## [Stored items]

□ □ □ □

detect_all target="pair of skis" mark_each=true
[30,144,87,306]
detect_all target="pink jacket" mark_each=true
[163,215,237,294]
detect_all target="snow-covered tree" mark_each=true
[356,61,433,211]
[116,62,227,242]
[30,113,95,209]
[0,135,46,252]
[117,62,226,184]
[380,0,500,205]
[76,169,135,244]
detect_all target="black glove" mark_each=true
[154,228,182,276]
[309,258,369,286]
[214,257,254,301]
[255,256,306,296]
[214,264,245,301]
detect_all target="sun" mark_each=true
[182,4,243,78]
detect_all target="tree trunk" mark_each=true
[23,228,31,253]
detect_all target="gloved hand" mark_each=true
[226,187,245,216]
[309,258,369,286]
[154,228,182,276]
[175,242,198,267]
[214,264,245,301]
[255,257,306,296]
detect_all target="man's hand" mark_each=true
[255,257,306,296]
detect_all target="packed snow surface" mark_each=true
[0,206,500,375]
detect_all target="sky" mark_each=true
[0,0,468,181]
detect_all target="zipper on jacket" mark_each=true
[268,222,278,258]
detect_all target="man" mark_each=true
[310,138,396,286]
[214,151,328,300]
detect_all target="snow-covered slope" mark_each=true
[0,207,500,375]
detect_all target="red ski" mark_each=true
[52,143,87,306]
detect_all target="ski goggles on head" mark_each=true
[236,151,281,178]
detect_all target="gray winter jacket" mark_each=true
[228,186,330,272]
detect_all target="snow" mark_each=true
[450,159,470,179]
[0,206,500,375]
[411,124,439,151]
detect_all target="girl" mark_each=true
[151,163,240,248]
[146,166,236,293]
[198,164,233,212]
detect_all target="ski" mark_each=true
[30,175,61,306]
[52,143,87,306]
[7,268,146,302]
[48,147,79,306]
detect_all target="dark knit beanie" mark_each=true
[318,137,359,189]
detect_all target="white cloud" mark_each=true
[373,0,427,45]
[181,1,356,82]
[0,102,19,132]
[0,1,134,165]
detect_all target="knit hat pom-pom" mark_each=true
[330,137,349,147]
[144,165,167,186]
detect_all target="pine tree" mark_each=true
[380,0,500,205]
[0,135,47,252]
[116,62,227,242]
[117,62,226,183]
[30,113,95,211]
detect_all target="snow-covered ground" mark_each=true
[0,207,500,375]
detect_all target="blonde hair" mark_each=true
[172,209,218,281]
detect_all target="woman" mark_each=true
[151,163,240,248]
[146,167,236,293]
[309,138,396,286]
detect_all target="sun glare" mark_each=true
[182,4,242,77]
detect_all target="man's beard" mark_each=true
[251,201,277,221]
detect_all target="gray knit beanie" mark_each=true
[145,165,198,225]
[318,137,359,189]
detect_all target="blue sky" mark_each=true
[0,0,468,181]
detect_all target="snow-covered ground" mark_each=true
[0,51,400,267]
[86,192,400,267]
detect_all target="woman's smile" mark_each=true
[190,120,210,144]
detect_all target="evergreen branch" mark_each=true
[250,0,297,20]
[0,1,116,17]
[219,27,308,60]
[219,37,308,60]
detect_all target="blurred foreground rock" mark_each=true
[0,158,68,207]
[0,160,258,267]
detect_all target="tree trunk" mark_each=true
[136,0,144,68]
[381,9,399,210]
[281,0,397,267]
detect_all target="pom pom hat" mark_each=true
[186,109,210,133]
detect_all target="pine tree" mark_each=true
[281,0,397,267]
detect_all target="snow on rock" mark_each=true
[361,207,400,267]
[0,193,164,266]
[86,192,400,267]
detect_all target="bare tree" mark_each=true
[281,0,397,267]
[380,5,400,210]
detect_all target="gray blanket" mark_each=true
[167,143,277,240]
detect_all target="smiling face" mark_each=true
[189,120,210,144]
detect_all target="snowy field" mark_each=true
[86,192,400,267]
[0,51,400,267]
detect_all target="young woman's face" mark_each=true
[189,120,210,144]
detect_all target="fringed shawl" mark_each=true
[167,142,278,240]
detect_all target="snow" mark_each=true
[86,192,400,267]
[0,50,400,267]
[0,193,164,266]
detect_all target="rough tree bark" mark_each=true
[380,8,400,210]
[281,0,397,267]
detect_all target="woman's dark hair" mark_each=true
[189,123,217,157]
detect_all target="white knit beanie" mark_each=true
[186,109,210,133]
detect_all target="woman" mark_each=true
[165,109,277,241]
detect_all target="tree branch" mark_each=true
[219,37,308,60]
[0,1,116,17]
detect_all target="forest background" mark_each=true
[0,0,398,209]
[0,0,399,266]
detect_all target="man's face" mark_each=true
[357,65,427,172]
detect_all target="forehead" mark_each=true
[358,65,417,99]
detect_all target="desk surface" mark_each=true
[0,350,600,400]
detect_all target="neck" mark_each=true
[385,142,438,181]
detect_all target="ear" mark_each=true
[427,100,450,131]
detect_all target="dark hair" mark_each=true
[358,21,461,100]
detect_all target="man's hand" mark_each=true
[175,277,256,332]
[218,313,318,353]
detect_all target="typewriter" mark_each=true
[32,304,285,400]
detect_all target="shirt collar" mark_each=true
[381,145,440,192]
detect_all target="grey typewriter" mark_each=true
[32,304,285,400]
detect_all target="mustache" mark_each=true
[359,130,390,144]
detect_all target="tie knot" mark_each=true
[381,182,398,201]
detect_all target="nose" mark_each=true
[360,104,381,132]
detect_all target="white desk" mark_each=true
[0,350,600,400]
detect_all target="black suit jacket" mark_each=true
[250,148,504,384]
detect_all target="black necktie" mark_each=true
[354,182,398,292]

□ □ □ □

## [Task goal]
Reproduce all of these lines word for word, keeping their order.

## [Response to the exercise]
detect_all target="pair of skis" mark_each=true
[30,144,87,306]
detect_all target="pink jacket" mark_each=true
[163,215,237,294]
detect_all target="snow-covered tree" mark_each=true
[356,61,433,211]
[116,62,227,242]
[30,113,95,209]
[0,135,46,252]
[117,62,226,184]
[380,0,500,205]
[76,169,135,244]
detect_all target="black glove" mark_each=true
[154,228,182,276]
[309,258,369,286]
[214,257,254,301]
[255,256,306,296]
[214,264,245,301]
detect_all target="sun" mark_each=true
[182,4,243,78]
detect_all target="tree trunk" mark_each=true
[23,228,31,253]
detect_all target="gloved hand" mark_each=true
[226,187,245,216]
[309,258,369,286]
[154,228,182,276]
[175,242,198,267]
[214,264,245,301]
[255,257,306,296]
detect_all target="man's hand" mark_each=true
[255,257,306,296]
detect_all target="packed snow surface" mark_each=true
[0,206,500,375]
detect_all target="sky" mark_each=true
[0,0,468,181]
detect_all target="zipper on jacket" mark_each=true
[268,222,278,258]
detect_all target="man" mark_each=true
[310,138,396,286]
[214,151,328,300]
detect_all target="snow-covered slope" mark_each=true
[0,207,500,375]
detect_all target="red ski" mark_each=true
[52,143,87,306]
detect_all target="ski goggles on head" mark_each=true
[236,151,281,178]
detect_all target="gray winter jacket" mark_each=true
[228,186,330,272]
detect_all target="snow" mark_each=true
[450,159,470,179]
[0,206,500,375]
[411,124,439,151]
detect_all target="girl" mark_each=true
[151,163,240,248]
[146,166,236,293]
[198,164,233,212]
detect_all target="ski" mark_each=true
[30,175,61,306]
[52,143,87,306]
[7,268,146,302]
[48,147,79,306]
detect_all target="dark knit beanie" mark_each=true
[318,137,359,189]
detect_all target="white cloud" mark_each=true
[373,0,427,45]
[181,1,356,82]
[0,102,19,132]
[0,1,134,165]
detect_all target="knit hat pom-pom" mark_each=true
[330,137,349,147]
[144,165,167,186]
detect_all target="pine tree" mark_each=true
[380,0,500,205]
[0,135,47,252]
[116,62,227,242]
[117,62,226,183]
[30,113,95,211]
detect_all target="snow-covered ground" mark_each=true
[0,207,500,375]
detect_all target="blonde hair" mark_each=true
[172,209,218,281]
detect_all target="woman" mark_each=true
[151,163,240,248]
[146,167,236,293]
[309,138,396,286]
detect_all target="sun glare" mark_each=true
[182,4,242,77]
detect_all target="man's beard" mark_each=true
[251,201,277,221]
detect_all target="gray knit beanie" mark_each=true
[145,165,198,225]
[318,137,359,189]
detect_all target="blue sky" mark_each=true
[0,0,468,181]
detect_all target="snow-covered ground" mark_each=true
[0,51,400,267]
[86,192,400,267]
detect_all target="woman's smile" mark_each=true
[190,120,210,144]
detect_all target="evergreen branch" mark_each=true
[250,0,297,20]
[0,1,116,17]
[219,27,308,60]
[219,37,308,60]
detect_all target="blurred foreground rock" mark_each=true
[0,158,68,207]
[0,160,258,267]
detect_all target="tree trunk" mark_each=true
[136,0,144,68]
[381,9,399,210]
[281,0,397,267]
detect_all target="pom pom hat" mark_each=true
[186,109,210,133]
detect_all target="pine tree" mark_each=true
[281,0,397,267]
detect_all target="snow on rock" mark_each=true
[361,207,400,267]
[0,193,164,266]
[86,192,400,267]
detect_all target="bare tree" mark_each=true
[281,0,397,267]
[380,5,400,210]
detect_all target="gray blanket" mark_each=true
[167,143,277,240]
detect_all target="smiling face" mark_each=true
[189,120,210,144]
detect_all target="snowy field" mark_each=true
[86,192,400,267]
[0,51,400,267]
detect_all target="young woman's face" mark_each=true
[189,120,210,144]
detect_all target="fringed shawl" mark_each=true
[167,142,278,240]
detect_all target="snow" mark_each=true
[86,192,400,267]
[0,50,400,267]
[0,193,164,266]
detect_all target="rough tree bark" mark_each=true
[380,8,400,210]
[281,0,397,267]
detect_all target="woman's dark hair" mark_each=true
[189,123,217,157]
detect_all target="white knit beanie" mark_each=true
[186,109,210,133]
detect_all target="woman" mark_each=true
[165,109,277,241]
detect_all target="tree branch" mark_each=true
[219,37,308,60]
[0,1,116,17]
detect_all target="forest background" mark_each=true
[0,0,398,209]
[0,0,399,266]
detect_all target="man's face" mark_each=true
[357,65,427,172]
detect_all target="forehead" mark_each=true
[358,65,417,99]
detect_all target="desk surface" mark_each=true
[0,350,600,400]
detect_all target="neck" mark_each=true
[385,142,438,181]
detect_all target="ear" mark_each=true
[427,100,450,131]
detect_all target="dark hair" mark_each=true
[358,21,461,100]
detect_all target="man's hand" mark_each=true
[175,277,256,332]
[218,313,318,353]
detect_all target="typewriter" mark_each=true
[32,304,285,400]
detect_all target="shirt collar" mark_each=true
[381,145,440,192]
detect_all target="grey typewriter" mark_each=true
[32,304,285,400]
detect_all target="mustache" mark_each=true
[359,130,390,144]
detect_all target="tie knot" mark_each=true
[381,182,398,201]
detect_all target="nose" mark_each=true
[360,104,381,132]
detect_all target="white desk" mark_each=true
[0,350,600,400]
detect_all target="black suit jacket" mark_each=true
[250,148,504,384]
detect_all target="black necktie" mark_each=true
[354,182,398,292]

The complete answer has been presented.